(SOURCE EXTRACT)

In summary, our results demonstrate that observers integrate audiovisual signals approximately as predicted by MLE. However, the sensory weights deviated significantly from MLE predictions with a greater weight assigned to the visual signal. These findings converge with accumulating research revealing sensory overweighting not only for audiovisual spatial localization (Battaglia et al., 2003), but a range of different sensory modalities and tasks (Bentvelzen et al., 2009, Burr et al., 2009, Butler et al., 2010, Fetsch et al., 2009, Prsa et al., 2012, Rosas et al., 2005). We have proposed three possible accounts that can explain these modest deviations in sensory weights from MLE predictions. Below, we will elaborate on the most likely interpretation.

The fact that one third of the participants' did not always perceive audiovisual signals as coming from one source points to their causal uncertainty as key to understanding the sensory overweighting in our study. In everyday life observers are always confronted with uncertainty about the world's causal structure. Because of sensory noise even signals that come from a common source can be perceived as arising from different sources. Further, in our and previous perturbation studies a small intersensory conflict is required for the estimation of sensory weights, which may have further enhanced observers' uncertainty about the causal structure of the sensory signals. This produces a dilemma for experimentalists: Sensory weights are more sensitive to small deviations from MLE predictions than sensory variances. Yet, their estimation requires the introduction of intersensory conflicts that increase observer's causal uncertainty. By contrast, MLE predictions for sensory variances can be assessed based on congruent trials alone, but they are unreliably estimated making them an insensitive indicator for assessing whether observers' behaviour is consistent with MLE predictions. Thus, future studies may need to explore ways to increase observers' prior causal expectations, i.e., whether signals come from common or independent sources. Only if observers assume that sensory signals necessarily come from one source and hence adopt a causal prior of one, will the causal inference model reduce to the MLE model under forced fusion assumptions. For instance, future studies may include prior extensive training, increase the percentage of congruent stimuli and the persuasiveness of the stimuli (e.g., naturalistic voice and face pairings) to enhance observers' prior tendency to bind audiovisual signals according to forced fusion and hence MLE predictions.

In conclusion, naive observers do not integrate audiovisual spatial signals in a way that is consistent with the principles of maximum likelihood estimation. These results may be explained by observers' uncertainty about whether the sensory signals share a common origin, as accounted for by models of Bayesian causal inference.

Open Practices

The study in this article earned Open Materials, Open Data and Preregistered badges for transparent practices. Materials and data for the study are available at https://osf.io/k3fj6/ (DOI 10.17605/OSF.IO/K3FJ6).

Acknowledgments

We thank Maddison Roberts for her help with acquisition of the pilot data. This study was funded by the European Research Council (ERC-2012-StG_20111109 multsens).

Reviewed 25 March 2019

Action editor Chris Chambers

Footnotes

2

The option for compensation by cash was added after stage 1 in-principle-acceptance (IPA) of the manuscript in order to recruit from a larger pool of potential participants.

3

The second ethics code was approved after IPA and is a replacement of the first ethics code.

4

In the stage-1 IPA version of this manuscript low contrast visual stimuli were said to be presented on a black background (1.9 cd/m2 on .12 cd/m2). The background was changed from black to grey after pilot testing revealed that the repeated abrupt changes in brightness caused participants discomfort.

(End SOURCE EXTRACT)

TASKS TO PERFORM:
(1) Say whether each statement agrees with the passage on audiovisual integration, answering yes or no and quoting the words of the passage that decide it: (a) The observers gave the visual signal more weight than MLE predicted. (b) The background was changed from grey to black after pilot testing. (c) The European Research Council funded the study.
(2) Output the lines of the records character for character, beginning with the line that contains "2V32L71 30L102 6L118" and running through the end of the records, with both ends included. Omit the pictures.
The passage and the records are unrelated to each other.

(EXERCISE DATA)

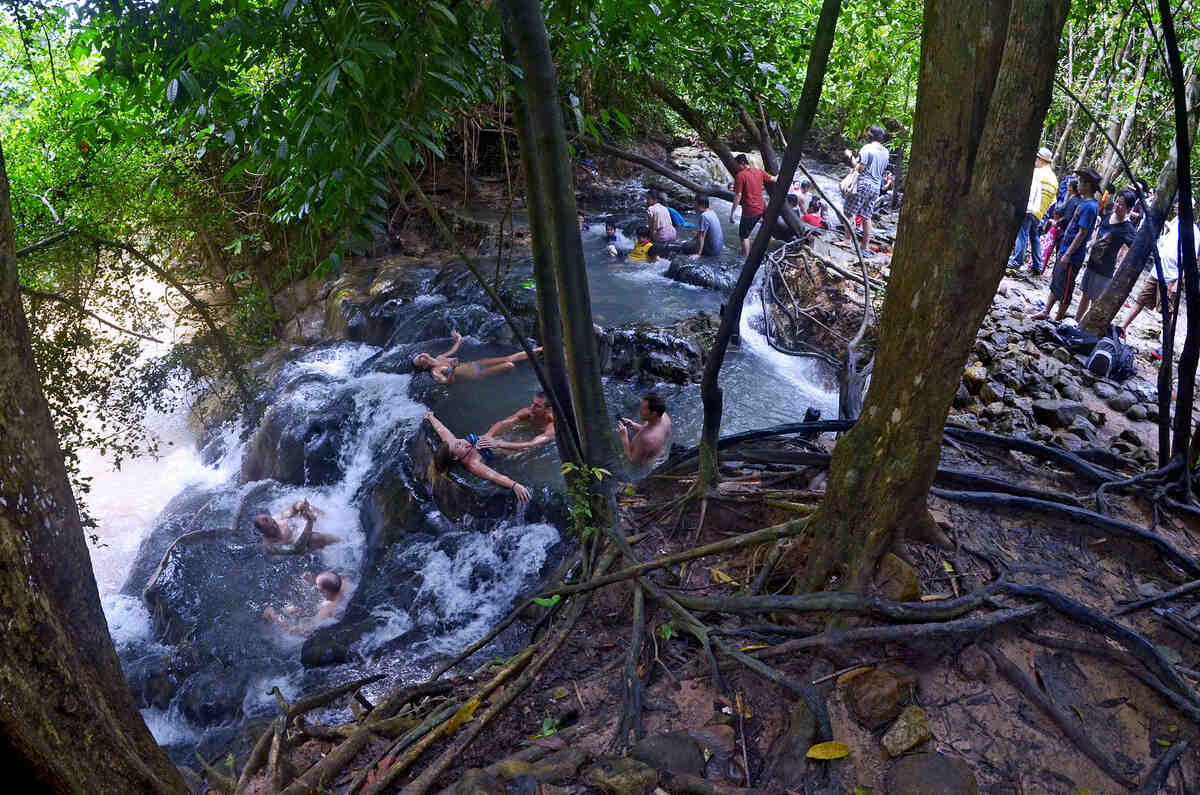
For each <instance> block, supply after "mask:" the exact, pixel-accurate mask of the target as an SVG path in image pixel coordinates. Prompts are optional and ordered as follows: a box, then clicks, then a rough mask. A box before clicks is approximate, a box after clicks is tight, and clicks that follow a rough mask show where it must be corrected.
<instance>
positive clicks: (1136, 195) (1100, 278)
mask: <svg viewBox="0 0 1200 795" xmlns="http://www.w3.org/2000/svg"><path fill="white" fill-rule="evenodd" d="M1136 201H1138V195H1136V193H1134V192H1133V191H1132V190H1129V189H1128V187H1127V189H1124V190H1123V191H1121V192H1118V193H1117V196H1116V198H1115V199H1112V210H1111V211H1110V213H1109V214H1108V215H1106V216H1104V220H1102V221H1100V223H1099V226H1097V228H1096V234H1094V235H1093V238H1092V246H1091V249H1090V250H1088V252H1087V270H1085V271H1084V281H1082V282H1080V288H1081V289H1082V291H1084V294H1082V295H1081V297H1080V298H1079V309H1078V310H1075V317H1084V313H1085V312H1087V307H1088V305H1090V304H1091V303H1092V301H1096V300H1099V298H1100V295H1102V294H1103V293H1104V291H1105V289H1108V287H1109V282H1110V281H1112V273H1114V271H1115V270H1116V268H1117V258H1118V257H1120V256H1121V252H1122V251H1124V250H1127V249H1128V247H1129V246H1132V245H1133V239H1134V237H1136V234H1138V227H1136V226H1134V222H1133V221H1132V220H1130V219H1129V211H1130V210H1132V209H1133V205H1134V203H1135V202H1136Z"/></svg>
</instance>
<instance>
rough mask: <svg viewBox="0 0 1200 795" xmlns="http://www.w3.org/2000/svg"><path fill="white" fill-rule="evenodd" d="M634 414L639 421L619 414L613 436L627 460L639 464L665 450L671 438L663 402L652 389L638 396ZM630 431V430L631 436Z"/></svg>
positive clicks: (670, 427) (657, 395)
mask: <svg viewBox="0 0 1200 795" xmlns="http://www.w3.org/2000/svg"><path fill="white" fill-rule="evenodd" d="M638 417H640V418H641V419H642V422H641V423H637V422H634V420H631V419H629V418H628V417H622V418H620V419H619V422H618V423H617V436H618V437H619V438H620V446H622V448H624V450H625V458H626V459H629V462H630V464H632V465H634V466H638V467H643V466H648V465H650V464H653V462H654V461H655V460H658V459H659V456H661V455H662V450H664V449H666V446H667V440H670V437H671V417H670V416H668V414H667V404H666V401H665V400H662V396H661V395H660V394H659V393H656V391H648V393H646V396H644V397H642V405H641V407H640V410H638ZM630 431H634V436H632V438H630V436H629V432H630Z"/></svg>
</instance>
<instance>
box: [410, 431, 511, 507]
mask: <svg viewBox="0 0 1200 795" xmlns="http://www.w3.org/2000/svg"><path fill="white" fill-rule="evenodd" d="M425 419H427V420H428V423H430V425H432V426H433V430H434V431H436V432H437V435H438V438H440V440H442V443H440V444H439V446H438V449H437V450H436V452H434V453H433V468H434V470H437V471H438V472H440V473H443V474H444V473H446V472H449V471H450V468H451V467H454V465H455V464H461V465H462V466H463V468H466V470H467V471H468V472H470V473H472V474H474V476H475V477H479V478H484V479H485V480H491V482H492V483H494V484H496V485H498V486H500V488H502V489H512V494H515V495H516V496H517V500H520V501H521V502H529V497H530V496H532V495H530V494H529V489H527V488H524V486H523V485H521V484H520V483H517V482H516V480H514V479H512V478H510V477H508V476H505V474H500V473H499V472H497V471H496V470H493V468H492V467H490V466H487V465H486V464H485V462H484V461H485V455H484V454H485V453H490V452H488V450H484V449H480V448H482V447H484V444H482V441H484V440H479V442H478V443H476V444H473V443H472V442H469V441H468V440H464V438H458V437H457V436H455V435H454V434H451V432H450V429H448V428H446V426H445V425H443V424H442V420H439V419H438V418H437V417H436V416H434V414H433V412H425Z"/></svg>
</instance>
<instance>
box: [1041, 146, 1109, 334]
mask: <svg viewBox="0 0 1200 795" xmlns="http://www.w3.org/2000/svg"><path fill="white" fill-rule="evenodd" d="M1075 174H1076V175H1078V177H1079V199H1080V201H1079V205H1078V207H1076V208H1075V214H1074V215H1073V216H1072V219H1070V222H1069V223H1068V225H1067V233H1066V235H1064V237H1063V243H1062V247H1061V249H1060V255H1058V262H1057V263H1056V264H1055V268H1054V276H1051V279H1050V297H1049V298H1048V299H1046V307H1045V309H1044V310H1042V311H1040V312H1038V313H1037V315H1034V316H1033V319H1036V321H1044V319H1046V318H1048V317H1050V310H1052V309H1054V305H1055V304H1058V313H1057V315H1056V316H1055V322H1061V321H1062V318H1063V317H1064V316H1066V315H1067V309H1068V307H1069V306H1070V298H1072V294H1073V293H1074V292H1075V277H1076V276H1079V271H1080V268H1081V267H1082V264H1084V256H1085V253H1086V252H1087V238H1088V235H1091V233H1092V227H1093V226H1094V225H1096V216H1097V214H1098V213H1099V209H1100V208H1099V204H1098V203H1097V201H1096V191H1097V189H1099V186H1100V175H1099V174H1098V173H1097V171H1096V169H1094V168H1091V167H1085V168H1080V169H1078V171H1076V172H1075Z"/></svg>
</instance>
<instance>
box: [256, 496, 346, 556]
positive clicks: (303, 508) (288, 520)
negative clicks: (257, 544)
mask: <svg viewBox="0 0 1200 795" xmlns="http://www.w3.org/2000/svg"><path fill="white" fill-rule="evenodd" d="M319 513H320V512H319V510H317V509H316V508H313V507H312V504H310V503H308V501H307V500H301V501H300V502H298V503H295V504H293V506H289V507H288V508H286V509H284V510H283V513H281V514H280V515H278V516H271V515H270V514H258V515H257V516H254V527H257V528H258V532H260V533H262V534H263V546H264V548H266V551H268V552H269V554H272V555H304V554H305V552H307V551H310V550H314V549H320V548H322V546H329V545H330V544H332V543H335V542H336V540H338V538H337V536H330V534H329V533H314V532H313V530H312V526H313V524H314V522H316V521H317V514H319ZM294 516H304V520H305V525H304V530H302V531H300V532H296V527H295V522H294V521H292V519H293V518H294Z"/></svg>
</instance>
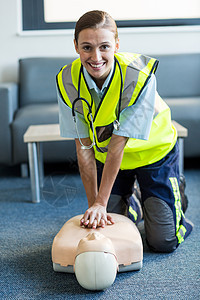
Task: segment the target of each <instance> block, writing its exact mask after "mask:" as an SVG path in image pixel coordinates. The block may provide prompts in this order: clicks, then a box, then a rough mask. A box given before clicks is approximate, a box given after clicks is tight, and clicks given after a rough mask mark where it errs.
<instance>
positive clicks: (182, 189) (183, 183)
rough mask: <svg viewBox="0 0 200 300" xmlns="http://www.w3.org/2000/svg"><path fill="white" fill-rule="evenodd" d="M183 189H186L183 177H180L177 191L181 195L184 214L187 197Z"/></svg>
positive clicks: (181, 199) (185, 184) (185, 181)
mask: <svg viewBox="0 0 200 300" xmlns="http://www.w3.org/2000/svg"><path fill="white" fill-rule="evenodd" d="M185 188H186V181H185V176H184V175H181V176H180V185H179V190H180V194H181V204H182V210H183V213H185V212H186V210H187V208H188V197H187V196H186V195H185Z"/></svg>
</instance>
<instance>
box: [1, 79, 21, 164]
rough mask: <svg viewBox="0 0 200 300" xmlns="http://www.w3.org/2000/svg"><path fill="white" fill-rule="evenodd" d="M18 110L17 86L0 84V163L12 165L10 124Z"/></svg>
mask: <svg viewBox="0 0 200 300" xmlns="http://www.w3.org/2000/svg"><path fill="white" fill-rule="evenodd" d="M17 108H18V85H17V84H16V83H1V84H0V140H1V146H0V163H2V164H12V132H11V130H12V129H11V124H12V121H13V118H14V114H15V111H16V110H17Z"/></svg>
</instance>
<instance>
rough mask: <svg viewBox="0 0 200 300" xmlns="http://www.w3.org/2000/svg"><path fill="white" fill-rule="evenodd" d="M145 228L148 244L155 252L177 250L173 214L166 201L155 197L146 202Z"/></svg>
mask: <svg viewBox="0 0 200 300" xmlns="http://www.w3.org/2000/svg"><path fill="white" fill-rule="evenodd" d="M144 227H145V232H146V240H147V244H148V246H149V248H150V249H151V250H153V251H154V252H172V251H174V250H175V249H176V248H177V239H176V234H175V224H174V218H173V213H172V210H171V209H170V207H169V205H168V204H167V203H166V202H165V201H163V200H161V199H158V198H155V197H150V198H148V199H146V200H145V201H144Z"/></svg>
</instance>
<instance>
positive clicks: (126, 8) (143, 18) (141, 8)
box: [19, 0, 200, 31]
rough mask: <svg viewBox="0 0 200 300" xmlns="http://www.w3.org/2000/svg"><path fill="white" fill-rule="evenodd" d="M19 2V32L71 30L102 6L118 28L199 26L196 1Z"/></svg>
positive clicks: (199, 24)
mask: <svg viewBox="0 0 200 300" xmlns="http://www.w3.org/2000/svg"><path fill="white" fill-rule="evenodd" d="M19 3H20V5H21V11H22V26H21V27H22V31H30V30H31V31H32V30H55V29H56V30H58V29H74V27H75V20H77V19H78V17H79V16H80V15H82V14H83V13H84V12H86V11H88V10H92V9H100V10H105V9H106V11H107V12H108V13H111V14H112V16H113V18H114V19H115V20H116V23H117V26H118V27H147V26H153V27H155V26H185V25H200V2H199V0H190V1H187V0H177V1H173V0H168V1H165V0H163V1H158V0H152V1H148V0H144V1H142V2H141V1H137V0H124V1H123V6H121V5H120V6H117V5H116V4H115V1H114V0H110V1H106V0H102V1H101V2H100V3H96V2H94V1H91V0H85V1H84V2H82V3H83V5H82V3H81V2H80V1H77V0H75V1H73V2H71V3H70V5H69V3H68V1H65V0H57V1H54V0H19ZM172 7H173V9H171V8H172ZM127 8H128V9H127ZM155 8H156V9H155ZM180 8H181V9H180Z"/></svg>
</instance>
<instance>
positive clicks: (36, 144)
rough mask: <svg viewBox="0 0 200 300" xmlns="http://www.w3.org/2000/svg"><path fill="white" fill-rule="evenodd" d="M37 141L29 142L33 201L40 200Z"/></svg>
mask: <svg viewBox="0 0 200 300" xmlns="http://www.w3.org/2000/svg"><path fill="white" fill-rule="evenodd" d="M37 147H38V146H37V143H28V158H29V169H30V179H31V194H32V202H34V203H39V202H40V185H39V167H38V152H37Z"/></svg>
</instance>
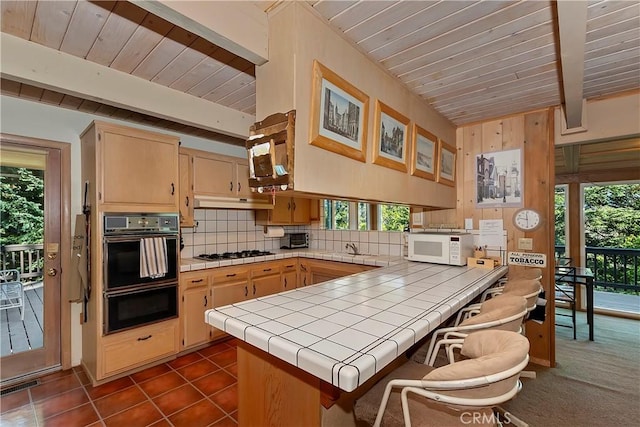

(End EXERCISE DATA)

RESPONSES FOR EACH TASK:
(1)
(a) Yes: "the sensory weights deviated significantly from MLE predictions with a greater weight assigned to the visual signal."
(b) No: "The background was changed from black to grey after pilot testing revealed that the repeated abrupt changes in brightness caused participants discomfort."
(c) Yes: "This study was funded by the European Research Council (ERC-2012-StG_20111109 multsens)."

(2)
rough mask: <svg viewBox="0 0 200 300" xmlns="http://www.w3.org/2000/svg"><path fill="white" fill-rule="evenodd" d="M19 2V32L71 30L102 6L118 28L199 26L196 1Z"/></svg>
positive clicks: (199, 24)
mask: <svg viewBox="0 0 200 300" xmlns="http://www.w3.org/2000/svg"><path fill="white" fill-rule="evenodd" d="M19 3H20V5H21V11H22V26H21V27H22V31H30V30H31V31H32V30H55V29H56V30H58V29H74V27H75V20H77V19H78V17H79V16H80V15H82V14H83V13H84V12H86V11H88V10H92V9H100V10H105V9H106V11H107V12H108V13H111V14H112V16H113V18H114V19H115V20H116V23H117V26H118V27H147V26H153V27H155V26H185V25H200V2H199V0H190V1H187V0H177V1H173V0H168V1H165V0H163V1H158V0H152V1H148V0H144V1H142V2H141V1H137V0H124V1H123V6H121V5H120V6H117V5H116V4H115V1H114V0H110V1H106V0H102V1H101V2H100V3H96V2H94V1H91V0H85V1H84V2H82V3H83V5H82V3H81V2H80V1H77V0H75V1H73V2H71V3H70V5H69V3H68V1H65V0H57V1H54V0H19ZM172 7H173V9H171V8H172ZM127 8H128V9H127ZM155 8H156V9H155ZM180 8H181V9H180Z"/></svg>
</instance>
<instance>
positive clicks: (36, 144)
rough mask: <svg viewBox="0 0 200 300" xmlns="http://www.w3.org/2000/svg"><path fill="white" fill-rule="evenodd" d="M37 141L29 142L33 201L40 200Z"/></svg>
mask: <svg viewBox="0 0 200 300" xmlns="http://www.w3.org/2000/svg"><path fill="white" fill-rule="evenodd" d="M37 147H38V146H37V143H28V158H29V169H30V179H31V194H32V202H34V203H39V202H40V185H39V167H38V152H37Z"/></svg>
</instance>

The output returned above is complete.